* **Work item**
Find every line in the data that contains the word "door". Return each of those lines.

────────────────

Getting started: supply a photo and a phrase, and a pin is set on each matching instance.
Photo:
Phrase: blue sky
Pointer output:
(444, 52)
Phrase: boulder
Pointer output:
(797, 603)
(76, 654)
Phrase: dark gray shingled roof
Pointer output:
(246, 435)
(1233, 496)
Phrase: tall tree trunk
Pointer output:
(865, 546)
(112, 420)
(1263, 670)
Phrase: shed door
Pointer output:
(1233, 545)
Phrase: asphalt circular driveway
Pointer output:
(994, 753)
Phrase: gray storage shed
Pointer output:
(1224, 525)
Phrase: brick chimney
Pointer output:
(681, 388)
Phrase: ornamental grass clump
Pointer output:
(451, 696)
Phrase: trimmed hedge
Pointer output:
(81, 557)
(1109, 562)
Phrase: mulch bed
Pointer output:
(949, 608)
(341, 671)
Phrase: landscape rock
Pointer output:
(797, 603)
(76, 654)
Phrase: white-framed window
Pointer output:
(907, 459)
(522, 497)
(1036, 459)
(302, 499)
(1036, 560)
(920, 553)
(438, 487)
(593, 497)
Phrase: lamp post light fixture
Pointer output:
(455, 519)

────────────────

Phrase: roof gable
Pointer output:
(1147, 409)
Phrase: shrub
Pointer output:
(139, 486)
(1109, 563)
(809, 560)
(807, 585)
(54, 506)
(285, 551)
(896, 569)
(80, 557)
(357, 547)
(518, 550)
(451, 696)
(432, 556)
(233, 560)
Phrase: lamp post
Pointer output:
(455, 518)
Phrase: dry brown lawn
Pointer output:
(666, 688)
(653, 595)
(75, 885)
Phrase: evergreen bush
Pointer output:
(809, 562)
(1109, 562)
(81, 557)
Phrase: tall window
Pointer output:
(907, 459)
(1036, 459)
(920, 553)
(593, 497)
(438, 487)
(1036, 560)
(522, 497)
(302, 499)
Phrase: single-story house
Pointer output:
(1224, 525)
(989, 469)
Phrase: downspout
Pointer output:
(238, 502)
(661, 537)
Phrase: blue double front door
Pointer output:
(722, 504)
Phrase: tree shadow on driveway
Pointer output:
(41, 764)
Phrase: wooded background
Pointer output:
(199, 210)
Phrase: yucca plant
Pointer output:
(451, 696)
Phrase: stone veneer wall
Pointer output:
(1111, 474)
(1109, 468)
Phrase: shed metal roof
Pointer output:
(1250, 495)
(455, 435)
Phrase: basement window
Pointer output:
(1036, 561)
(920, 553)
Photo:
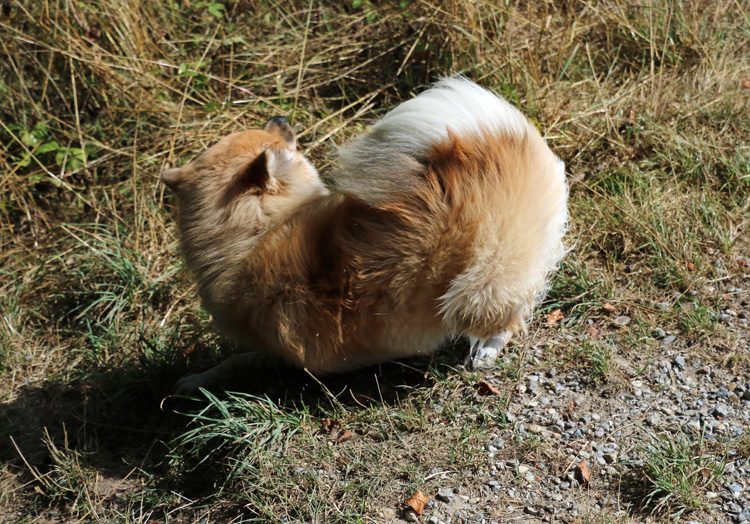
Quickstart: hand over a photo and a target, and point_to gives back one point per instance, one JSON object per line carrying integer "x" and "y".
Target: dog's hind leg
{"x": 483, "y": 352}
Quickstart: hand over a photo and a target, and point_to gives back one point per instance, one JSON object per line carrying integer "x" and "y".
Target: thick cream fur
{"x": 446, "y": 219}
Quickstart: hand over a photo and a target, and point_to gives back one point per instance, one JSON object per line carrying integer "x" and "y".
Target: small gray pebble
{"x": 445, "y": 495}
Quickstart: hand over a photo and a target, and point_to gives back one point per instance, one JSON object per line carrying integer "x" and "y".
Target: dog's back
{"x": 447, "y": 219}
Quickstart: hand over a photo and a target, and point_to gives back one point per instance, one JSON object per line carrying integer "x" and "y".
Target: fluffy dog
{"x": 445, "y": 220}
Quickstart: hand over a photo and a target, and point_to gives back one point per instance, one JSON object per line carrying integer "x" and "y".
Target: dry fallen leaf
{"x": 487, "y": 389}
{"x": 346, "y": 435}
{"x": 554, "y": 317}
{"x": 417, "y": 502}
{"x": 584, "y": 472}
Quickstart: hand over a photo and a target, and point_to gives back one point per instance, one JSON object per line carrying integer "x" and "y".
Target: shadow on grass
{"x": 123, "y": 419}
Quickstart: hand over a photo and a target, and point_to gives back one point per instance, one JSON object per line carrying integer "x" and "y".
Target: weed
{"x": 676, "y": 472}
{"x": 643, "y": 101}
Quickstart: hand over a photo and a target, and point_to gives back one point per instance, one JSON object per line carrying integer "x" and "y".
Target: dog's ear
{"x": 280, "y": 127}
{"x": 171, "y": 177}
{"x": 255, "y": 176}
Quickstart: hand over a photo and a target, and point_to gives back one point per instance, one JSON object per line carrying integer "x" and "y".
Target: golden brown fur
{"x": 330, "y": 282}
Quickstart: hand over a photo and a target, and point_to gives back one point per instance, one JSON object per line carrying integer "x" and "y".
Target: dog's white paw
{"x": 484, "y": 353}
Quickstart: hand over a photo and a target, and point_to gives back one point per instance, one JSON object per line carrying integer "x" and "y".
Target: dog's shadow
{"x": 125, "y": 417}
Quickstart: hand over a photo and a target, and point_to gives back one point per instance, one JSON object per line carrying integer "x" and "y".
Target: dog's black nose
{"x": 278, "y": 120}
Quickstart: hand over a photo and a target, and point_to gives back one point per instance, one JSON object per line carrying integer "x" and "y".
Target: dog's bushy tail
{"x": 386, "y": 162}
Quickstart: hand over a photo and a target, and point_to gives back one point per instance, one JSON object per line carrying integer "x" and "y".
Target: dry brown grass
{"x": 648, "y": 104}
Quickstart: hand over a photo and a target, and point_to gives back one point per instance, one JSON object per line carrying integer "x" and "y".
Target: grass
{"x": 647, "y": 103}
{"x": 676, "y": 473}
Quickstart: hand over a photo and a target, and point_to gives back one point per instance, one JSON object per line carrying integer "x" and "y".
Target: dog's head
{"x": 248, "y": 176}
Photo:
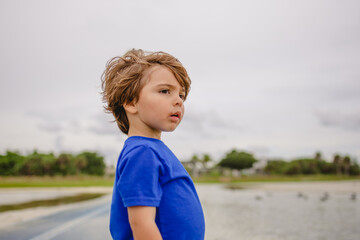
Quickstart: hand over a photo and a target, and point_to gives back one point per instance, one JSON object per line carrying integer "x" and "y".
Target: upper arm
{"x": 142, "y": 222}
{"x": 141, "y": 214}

────────────────

* **Reply to the task**
Phrase: shed door
Phrase: blue double front door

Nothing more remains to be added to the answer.